§ **Your objective**
Write the next part of the essay on baseline assumptions in fantasy role-playing game settings, continuing from its final sentence; the listing that follows the essay is not part of it.

§ **Document text**
The question is, do you want your ruleset, or your campaign setting, to follow the default? An early example of great deviation from the default was the wonderfully different world of Tekumel (Empire of the Petal Throne, and a few novels). A “different” FRPG might posit no monsters at all, perhaps not even elves and dwarves, just a lot of humans, yet never explicitly say so: if you leave out rules for monsters and humanoid races other than humans, you have a different-than-baseline setting, even if you didn't consciously make that decision. But be warned: too much unfamiliarity may make some players uncomfortable.

Are there baseline assumptions for science fiction? There seems to be so much variety, I wouldn’t try to pin it down.

The Baseline

What ARE the baseline assumptions? In general, they are mostly late medieval (not “Dark Ages” (500-1000) or High Medieval (1000-1250), as FRPGs tend to be magic grafted to later medieval Europe. In no particular order here is a list of categories for baseline assumptions that I’ll discuss specifically:
  • Transportation
  • Communication
  • State of Political Entities
  • Commonality of Magic
  • Commonality of Adventurers
  • Commonality of Monsters
  • Length of History and Rate of Change
  • Level of Technology
  • Warfare and the Military
  • Religion
  • Demography
  • Climate

Transportation

Wooden sailing vessels, late medieval style. In calm waters such as landlocked seas and lakes, galleys; in wild waters (such as oceans), small sailing vessels. River barges much preferable to poor roads and carts. And are there wonderful roads left by or maintained by an Empire (Rome)? See "Medieval Travel & Scale."

Communication

Proceeds at the rate of travel, by horse or by ship. In other words, very slow by modern standards. Even as late as 1815, the Battle of New Orleans was fought after the War of 1812 had ended (in 1814), but before news of the treaty had reached Louisiana from Europe.

§ **Collected data**
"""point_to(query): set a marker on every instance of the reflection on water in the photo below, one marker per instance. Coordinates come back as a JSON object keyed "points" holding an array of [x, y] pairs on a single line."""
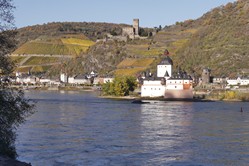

§ **Right answer**
State of Political Entities

Monarchies and lower level independent states (such as Duchies) ruled by “the man in charge” (very rarely, a woman). Nobles. States, not nations (the people rarely care which individual is actually in charge). Castles are so defensible that it’s fairly easy for subordinate nobles to defy their superiors. There are small cities (5-10,000 usually), not really large ones (over 100,000 people).

Commonality of Magic

Magicians are usually rare, secretive folk. Few people ever see any manifestation of magic. In some cases the church or the government tries to suppress magic. See "The Four Stages of Magic."

Commonality of Adventurers

Magicians, knights, powerful clerics, all are rare. 1 in 500 people? 1 in 10,000?

Commonality of Monsters

Human-centric. Monsters are usually individuals rather than large groups. Intelligent monsters are rare. (Here Tolkien’s influence, the great orc/goblin hordes, often overrides European influence.) Undead may be common. Dragons are “legendary.”

Length of History and Rate of Change

Slow pace of change of technology. Awareness of the greater days of a “universal empire” in the past (such as Rome), now gone. Technology changed much faster in late medieval times, than in Tolkien’s Middle-earth.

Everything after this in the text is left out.